— begin EXERCISE INPUT —
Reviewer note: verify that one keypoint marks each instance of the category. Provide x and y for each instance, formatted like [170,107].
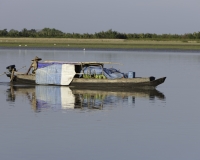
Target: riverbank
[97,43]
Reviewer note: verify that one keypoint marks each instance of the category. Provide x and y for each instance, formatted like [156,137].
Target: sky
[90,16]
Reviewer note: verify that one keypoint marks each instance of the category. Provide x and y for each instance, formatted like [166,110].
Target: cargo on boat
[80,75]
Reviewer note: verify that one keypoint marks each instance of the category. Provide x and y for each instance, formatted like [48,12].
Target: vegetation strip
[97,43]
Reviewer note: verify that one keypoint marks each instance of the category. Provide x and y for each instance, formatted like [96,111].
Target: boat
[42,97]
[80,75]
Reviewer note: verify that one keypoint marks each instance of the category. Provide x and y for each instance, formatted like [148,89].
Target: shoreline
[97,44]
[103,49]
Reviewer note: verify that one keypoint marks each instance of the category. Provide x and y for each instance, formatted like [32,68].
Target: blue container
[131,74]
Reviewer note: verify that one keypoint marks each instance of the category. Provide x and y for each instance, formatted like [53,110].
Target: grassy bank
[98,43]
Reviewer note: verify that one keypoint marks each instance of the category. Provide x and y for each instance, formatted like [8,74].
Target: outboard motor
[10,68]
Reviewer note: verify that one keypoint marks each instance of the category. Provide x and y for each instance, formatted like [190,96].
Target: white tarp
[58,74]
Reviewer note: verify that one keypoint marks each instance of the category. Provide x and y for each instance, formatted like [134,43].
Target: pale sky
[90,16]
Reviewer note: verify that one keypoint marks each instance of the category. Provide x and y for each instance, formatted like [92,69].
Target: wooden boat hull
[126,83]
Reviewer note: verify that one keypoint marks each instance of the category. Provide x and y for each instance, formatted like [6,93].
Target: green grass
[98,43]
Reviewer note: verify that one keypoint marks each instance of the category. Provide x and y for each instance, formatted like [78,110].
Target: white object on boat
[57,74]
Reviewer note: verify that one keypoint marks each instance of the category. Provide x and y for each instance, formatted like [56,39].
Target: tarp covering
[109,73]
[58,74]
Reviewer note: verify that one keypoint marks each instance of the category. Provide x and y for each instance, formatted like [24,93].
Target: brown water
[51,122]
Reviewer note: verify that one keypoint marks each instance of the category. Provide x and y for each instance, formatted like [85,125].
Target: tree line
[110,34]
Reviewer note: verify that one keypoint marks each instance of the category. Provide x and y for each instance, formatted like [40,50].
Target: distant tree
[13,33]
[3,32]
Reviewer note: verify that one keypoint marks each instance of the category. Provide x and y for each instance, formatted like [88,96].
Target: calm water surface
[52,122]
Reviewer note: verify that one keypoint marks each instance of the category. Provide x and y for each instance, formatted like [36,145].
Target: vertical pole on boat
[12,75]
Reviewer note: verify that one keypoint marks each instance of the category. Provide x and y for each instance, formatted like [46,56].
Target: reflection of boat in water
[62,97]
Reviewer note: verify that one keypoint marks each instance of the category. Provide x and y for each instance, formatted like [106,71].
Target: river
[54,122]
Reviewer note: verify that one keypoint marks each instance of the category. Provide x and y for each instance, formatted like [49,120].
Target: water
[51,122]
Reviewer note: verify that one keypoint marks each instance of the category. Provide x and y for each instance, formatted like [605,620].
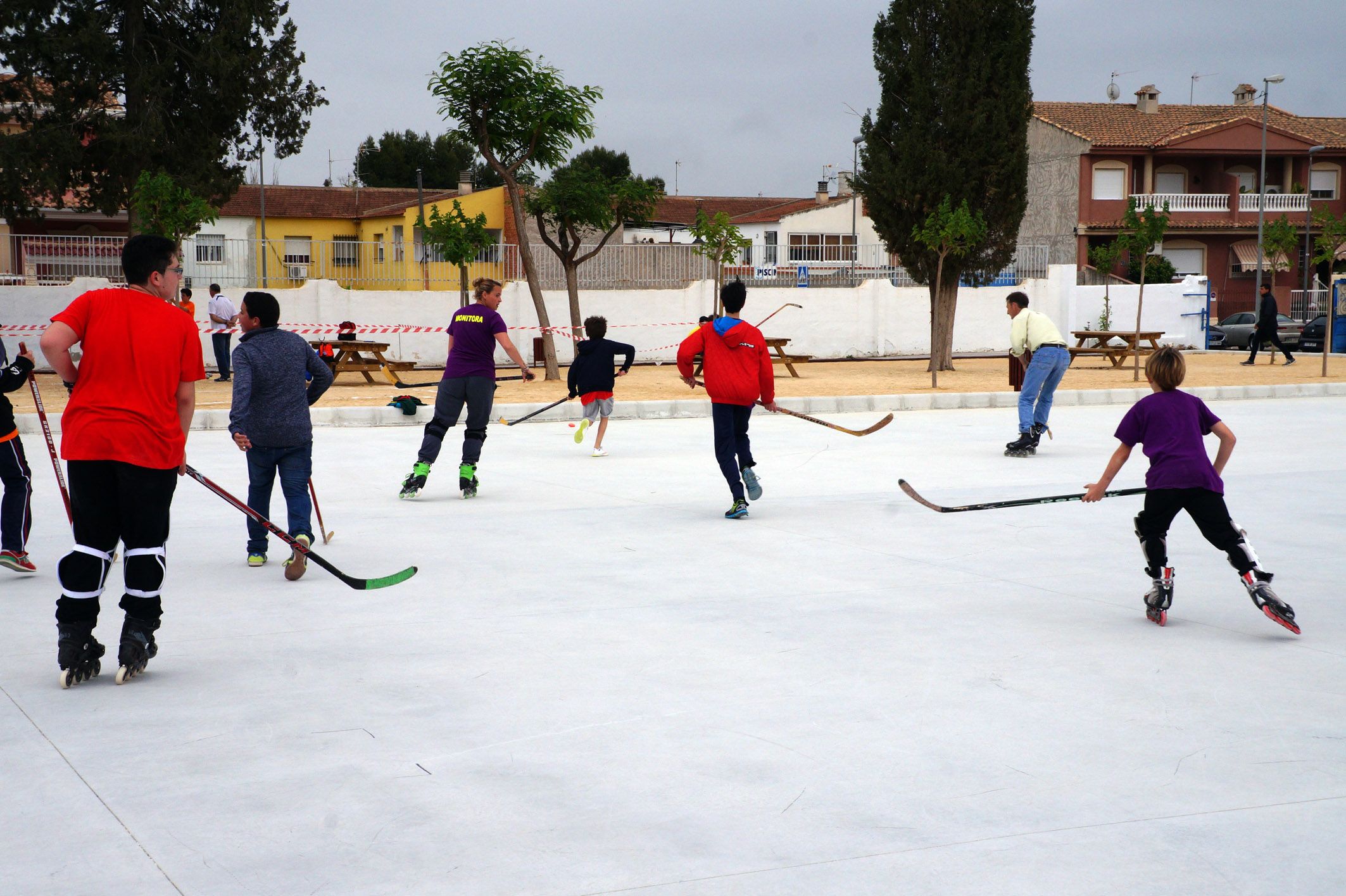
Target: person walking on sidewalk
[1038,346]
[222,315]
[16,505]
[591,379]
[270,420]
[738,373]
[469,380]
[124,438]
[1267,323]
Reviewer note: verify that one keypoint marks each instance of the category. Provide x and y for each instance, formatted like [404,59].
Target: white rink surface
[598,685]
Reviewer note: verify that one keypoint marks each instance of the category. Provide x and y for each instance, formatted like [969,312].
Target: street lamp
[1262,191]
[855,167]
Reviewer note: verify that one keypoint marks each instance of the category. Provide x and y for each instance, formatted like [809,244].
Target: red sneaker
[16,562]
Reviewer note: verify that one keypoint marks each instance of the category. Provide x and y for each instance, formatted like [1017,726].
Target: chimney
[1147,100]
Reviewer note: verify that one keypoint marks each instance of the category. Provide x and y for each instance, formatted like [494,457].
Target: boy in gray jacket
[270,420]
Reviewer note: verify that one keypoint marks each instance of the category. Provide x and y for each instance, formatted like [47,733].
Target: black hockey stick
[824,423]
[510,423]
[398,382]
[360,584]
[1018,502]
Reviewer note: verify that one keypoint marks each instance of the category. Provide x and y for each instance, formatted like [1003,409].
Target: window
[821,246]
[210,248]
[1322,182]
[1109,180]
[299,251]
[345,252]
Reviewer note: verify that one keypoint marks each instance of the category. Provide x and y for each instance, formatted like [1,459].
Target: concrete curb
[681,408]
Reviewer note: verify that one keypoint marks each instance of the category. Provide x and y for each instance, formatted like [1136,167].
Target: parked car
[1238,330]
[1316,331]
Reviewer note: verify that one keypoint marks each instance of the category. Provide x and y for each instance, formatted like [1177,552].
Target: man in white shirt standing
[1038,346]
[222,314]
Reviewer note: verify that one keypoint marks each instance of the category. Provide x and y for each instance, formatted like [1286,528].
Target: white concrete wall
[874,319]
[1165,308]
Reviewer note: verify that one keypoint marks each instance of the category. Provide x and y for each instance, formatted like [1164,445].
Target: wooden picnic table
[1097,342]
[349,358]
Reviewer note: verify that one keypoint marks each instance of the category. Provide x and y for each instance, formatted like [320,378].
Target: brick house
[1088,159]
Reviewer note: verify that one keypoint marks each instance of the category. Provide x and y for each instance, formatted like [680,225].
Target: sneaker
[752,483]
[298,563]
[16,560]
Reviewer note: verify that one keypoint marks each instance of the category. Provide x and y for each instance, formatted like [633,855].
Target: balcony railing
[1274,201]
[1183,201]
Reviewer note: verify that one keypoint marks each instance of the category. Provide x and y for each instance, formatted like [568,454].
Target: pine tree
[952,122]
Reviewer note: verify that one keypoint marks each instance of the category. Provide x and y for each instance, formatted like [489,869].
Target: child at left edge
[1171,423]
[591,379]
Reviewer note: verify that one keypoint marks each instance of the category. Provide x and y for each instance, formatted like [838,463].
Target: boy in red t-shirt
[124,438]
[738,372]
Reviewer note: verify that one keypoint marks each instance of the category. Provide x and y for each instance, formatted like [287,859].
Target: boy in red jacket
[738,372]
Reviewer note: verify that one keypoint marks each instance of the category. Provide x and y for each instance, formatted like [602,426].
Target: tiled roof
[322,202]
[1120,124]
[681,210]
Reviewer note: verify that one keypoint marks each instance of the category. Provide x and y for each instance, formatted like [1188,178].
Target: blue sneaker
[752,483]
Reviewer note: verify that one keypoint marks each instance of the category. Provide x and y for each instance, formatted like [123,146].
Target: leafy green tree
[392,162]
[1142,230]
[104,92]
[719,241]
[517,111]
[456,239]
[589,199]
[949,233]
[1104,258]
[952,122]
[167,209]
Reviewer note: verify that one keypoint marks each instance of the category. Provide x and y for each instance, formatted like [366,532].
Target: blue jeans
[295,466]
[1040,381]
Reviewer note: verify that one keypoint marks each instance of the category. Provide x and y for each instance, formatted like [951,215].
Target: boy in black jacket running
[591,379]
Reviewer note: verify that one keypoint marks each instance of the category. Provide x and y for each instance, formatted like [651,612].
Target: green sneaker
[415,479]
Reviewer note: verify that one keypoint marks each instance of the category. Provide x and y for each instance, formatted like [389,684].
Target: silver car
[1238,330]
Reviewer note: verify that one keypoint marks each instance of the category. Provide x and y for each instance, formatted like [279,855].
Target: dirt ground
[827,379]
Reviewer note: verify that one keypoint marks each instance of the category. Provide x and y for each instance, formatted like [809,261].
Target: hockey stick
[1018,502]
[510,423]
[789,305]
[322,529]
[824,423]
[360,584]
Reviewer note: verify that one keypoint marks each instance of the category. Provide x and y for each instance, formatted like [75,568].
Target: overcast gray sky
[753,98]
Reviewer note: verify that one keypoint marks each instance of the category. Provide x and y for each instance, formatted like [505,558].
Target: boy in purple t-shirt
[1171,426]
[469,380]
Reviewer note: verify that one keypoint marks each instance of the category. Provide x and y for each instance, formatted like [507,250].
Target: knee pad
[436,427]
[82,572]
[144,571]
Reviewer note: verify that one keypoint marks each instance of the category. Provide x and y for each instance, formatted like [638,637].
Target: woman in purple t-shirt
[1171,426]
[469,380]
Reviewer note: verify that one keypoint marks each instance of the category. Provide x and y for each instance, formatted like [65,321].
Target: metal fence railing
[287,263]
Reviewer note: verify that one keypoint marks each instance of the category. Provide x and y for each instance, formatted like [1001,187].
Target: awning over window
— end EXERCISE INPUT —
GIVEN INSTRUCTION:
Repeat exactly the lines above, starting with the line that contains "formatted like [507,250]." and ending with the last line, both included, and nothing else.

WRITTEN RESPONSE:
Reviewer note: verify that one keypoint marks each instance of the category. Provide x and y for each instance, formatted like [507,250].
Target: knee pad
[436,427]
[82,572]
[144,571]
Reviewer note: verify that one keypoint marks each instance of the category. Provide x and y for each instance, formatted like [638,637].
Target: woman in purple t-shirt
[1171,426]
[469,380]
Reviewer note: verify that one keypoint marks each instance of the category. Provide x and y for each instance, formatted like [65,321].
Target: metal fence railing
[287,263]
Reviewer note: verify that one keypoint marks each instance of the category. Provide x and y for each instance, formatted like [1001,187].
Target: awning over window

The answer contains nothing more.